__Consignes de l'exercice__:
A. Recopiez sans rien changer le passage de l'article sur la prison d'Evin qui commence par les mots contenant « Olivier Vandecasteele n’est » et se termine par « dans la prison. ».
B. Répondez aux questions suivantes d'après l'article sur la prison d'Evin :
(i) Dans quelle ville se trouve la prison d'Evin ?
(ii) De février à quel mois de 2022 Olivier Vandecasteele a-t-il connu cet établissement ?
(iii) Dans quelle section de la prison Vincent a-t-il été enfermé ?

__Texte source__:
§

« J’ai été dans la même prison qu’Olivier Vandecasteele détenu en Iran »

Un ancien otage du régime iranien raconte l’épreuve qu’il a traversée: son quotidien en cellule, les interrogatoires subis et la manière dont il a été libéré.

Olivier Vandecasteele détenu dans cette prison en Iran
La tristement célèbre prison d’Evin, à Téhéran. © BelgaImage

Olivier Vandecasteele n’est pas le premier Belge à avoir été détenu en Iran. Il y a une dizaine d’années, Vincent, un Bruxellois d’une trentaine d’années, a été arrêté avec d’autres Occidentaux par les autorités ira­niennes. Grand voyageur, il visitait le pays en ayant pris soin de respecter les conseils de prudence dictés par les Affaires étrangères. Il était, bien évidemment, muni d’un visa et en règle de passeport. Sans aucune raison - pas même une photo prise imprudemment -, il a été emmené en détention. Il est resté plusieurs mois enfermé dans une cellule de la prison d’Evin à Téhéran. Le même établissement pénitentiaire que celui qu’a connu Olivier Vandecasteele de février à octobre 2022. Plus précisément dans la section 209, une section non officielle, véritable prison dans la prison.

§

__Données extraites__:

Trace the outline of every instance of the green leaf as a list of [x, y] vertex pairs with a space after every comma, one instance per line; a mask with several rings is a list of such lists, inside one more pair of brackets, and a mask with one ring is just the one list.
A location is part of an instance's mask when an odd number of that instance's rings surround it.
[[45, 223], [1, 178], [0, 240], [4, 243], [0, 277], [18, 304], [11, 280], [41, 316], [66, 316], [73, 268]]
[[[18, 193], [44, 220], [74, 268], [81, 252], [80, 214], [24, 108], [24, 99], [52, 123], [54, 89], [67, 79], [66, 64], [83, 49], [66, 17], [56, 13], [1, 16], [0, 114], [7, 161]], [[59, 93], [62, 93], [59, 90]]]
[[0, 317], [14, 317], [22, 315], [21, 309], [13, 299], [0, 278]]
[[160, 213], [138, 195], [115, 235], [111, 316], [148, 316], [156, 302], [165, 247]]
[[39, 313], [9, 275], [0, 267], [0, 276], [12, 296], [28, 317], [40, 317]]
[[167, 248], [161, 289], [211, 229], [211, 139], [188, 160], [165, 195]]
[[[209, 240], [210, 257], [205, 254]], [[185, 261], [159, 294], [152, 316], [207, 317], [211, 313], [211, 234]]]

§

__Réponses finales__:
A.
Olivier Vandecasteele n’est pas le premier Belge à avoir été détenu en Iran. Il y a une dizaine d’années, Vincent, un Bruxellois d’une trentaine d’années, a été arrêté avec d’autres Occidentaux par les autorités ira­niennes. Grand voyageur, il visitait le pays en ayant pris soin de respecter les conseils de prudence dictés par les Affaires étrangères. Il était, bien évidemment, muni d’un visa et en règle de passeport. Sans aucune raison - pas même une photo prise imprudemment -, il a été emmené en détention. Il est resté plusieurs mois enfermé dans une cellule de la prison d’Evin à Téhéran. Le même établissement pénitentiaire que celui qu’a connu Olivier Vandecasteele de février à octobre 2022. Plus précisément dans la section 209, une section non officielle, véritable prison dans la prison.

B.
(i) À Téhéran.
(ii) Jusqu'en octobre 2022.
(iii) Dans la section 209.